(WRITTEN INSTRUCTION A): Return the listing verbatim, starting at its first line and ending at the line that contains "559), (152, 576)]]", with both of those lines included.

(READING PASSAGE):
━━━

The 2015 Brabantse Pijl was the 55th edition of the Brabantse Pijl road cycling race in Belgium. Held on 15 April 2015, it started in Leuven and ended 205.4 km later in Overijse. It was a 1.HC-ranked race that was part of the 2015 UCI Europe Tour. The main difficulty in the race was caused by 26 climbs, as well as twisting roads in the final part of the route.

The race was won from the breakaway by Ben Hermans. A group of fourteen riders finished two seconds behind, with Michael Matthews second and the defending champion Philippe Gilbert third.

== Results ==

Michael Matthews (2nd), Ben Hermans (1st) and Philippe Gilbert (3rd).

━━━

(DATA ROWS):
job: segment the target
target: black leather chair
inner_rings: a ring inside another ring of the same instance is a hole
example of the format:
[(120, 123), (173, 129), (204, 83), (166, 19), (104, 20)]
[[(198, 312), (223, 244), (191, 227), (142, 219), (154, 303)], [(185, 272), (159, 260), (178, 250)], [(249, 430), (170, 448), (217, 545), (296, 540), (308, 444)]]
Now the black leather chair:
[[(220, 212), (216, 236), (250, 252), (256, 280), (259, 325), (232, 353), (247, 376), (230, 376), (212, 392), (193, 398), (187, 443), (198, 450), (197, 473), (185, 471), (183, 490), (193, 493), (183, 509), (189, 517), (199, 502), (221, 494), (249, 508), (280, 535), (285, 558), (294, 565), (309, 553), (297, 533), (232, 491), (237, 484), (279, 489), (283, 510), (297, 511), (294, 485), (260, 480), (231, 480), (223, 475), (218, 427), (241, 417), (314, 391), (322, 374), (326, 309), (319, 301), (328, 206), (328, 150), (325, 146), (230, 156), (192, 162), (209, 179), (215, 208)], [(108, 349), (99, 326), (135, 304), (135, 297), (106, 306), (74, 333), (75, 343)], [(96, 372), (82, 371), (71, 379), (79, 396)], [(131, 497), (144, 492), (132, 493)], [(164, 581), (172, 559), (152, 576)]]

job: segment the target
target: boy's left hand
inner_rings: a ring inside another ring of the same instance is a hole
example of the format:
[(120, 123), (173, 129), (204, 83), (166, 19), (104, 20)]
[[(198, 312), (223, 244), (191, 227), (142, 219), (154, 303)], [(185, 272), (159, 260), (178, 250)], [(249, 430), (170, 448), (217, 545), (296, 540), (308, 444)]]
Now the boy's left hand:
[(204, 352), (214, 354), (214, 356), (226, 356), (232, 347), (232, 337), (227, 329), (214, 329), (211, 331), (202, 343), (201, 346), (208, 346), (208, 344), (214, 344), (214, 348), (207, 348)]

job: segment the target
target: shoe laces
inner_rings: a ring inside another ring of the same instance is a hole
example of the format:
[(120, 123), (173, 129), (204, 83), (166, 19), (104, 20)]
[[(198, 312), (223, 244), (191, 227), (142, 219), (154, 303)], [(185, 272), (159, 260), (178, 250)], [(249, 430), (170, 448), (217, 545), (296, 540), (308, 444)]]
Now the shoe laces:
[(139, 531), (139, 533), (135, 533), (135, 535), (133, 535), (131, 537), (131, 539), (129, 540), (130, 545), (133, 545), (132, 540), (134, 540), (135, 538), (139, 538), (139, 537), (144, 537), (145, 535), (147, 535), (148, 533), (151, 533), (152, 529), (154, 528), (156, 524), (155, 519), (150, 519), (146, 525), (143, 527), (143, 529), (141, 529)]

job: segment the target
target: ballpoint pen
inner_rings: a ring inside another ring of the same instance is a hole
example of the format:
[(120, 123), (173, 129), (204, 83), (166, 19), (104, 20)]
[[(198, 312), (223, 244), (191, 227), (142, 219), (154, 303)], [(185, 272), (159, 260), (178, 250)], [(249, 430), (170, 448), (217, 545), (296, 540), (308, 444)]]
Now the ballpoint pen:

━━━

(WRITTEN INSTRUCTION B):
Using the passage on the 2015 Brabantse Pijl, answer each of the following:
(i) In which town did the race start?
(ii) How many climbs did the route include?
(iii) Which rider finished third?

(REPLY A):
job: segment the target
target: black leather chair
inner_rings: a ring inside another ring of the same instance is a hole
example of the format:
[(120, 123), (173, 129), (204, 83), (166, 19), (104, 20)]
[[(198, 312), (223, 244), (191, 227), (142, 219), (154, 303)], [(185, 272), (159, 260), (178, 250)], [(249, 430), (170, 448), (217, 545), (296, 540), (308, 444)]]
Now the black leather chair:
[[(220, 212), (216, 236), (250, 252), (256, 280), (259, 325), (232, 353), (247, 376), (230, 376), (212, 392), (193, 398), (187, 443), (198, 450), (197, 473), (185, 471), (183, 490), (193, 493), (183, 509), (189, 517), (199, 502), (221, 494), (249, 508), (280, 535), (285, 558), (294, 565), (309, 553), (297, 533), (232, 491), (237, 484), (279, 489), (283, 510), (297, 511), (294, 485), (260, 480), (231, 480), (223, 475), (218, 427), (241, 417), (314, 391), (322, 374), (326, 309), (319, 301), (328, 206), (328, 150), (325, 146), (230, 156), (192, 162), (209, 179), (215, 208)], [(108, 349), (99, 326), (135, 304), (135, 297), (106, 306), (74, 333), (75, 343)], [(96, 372), (82, 371), (71, 379), (79, 396)], [(131, 497), (144, 492), (132, 493)], [(164, 581), (172, 559), (152, 576)]]

(REPLY B):
(i) Leuven
(ii) 26
(iii) Philippe Gilbert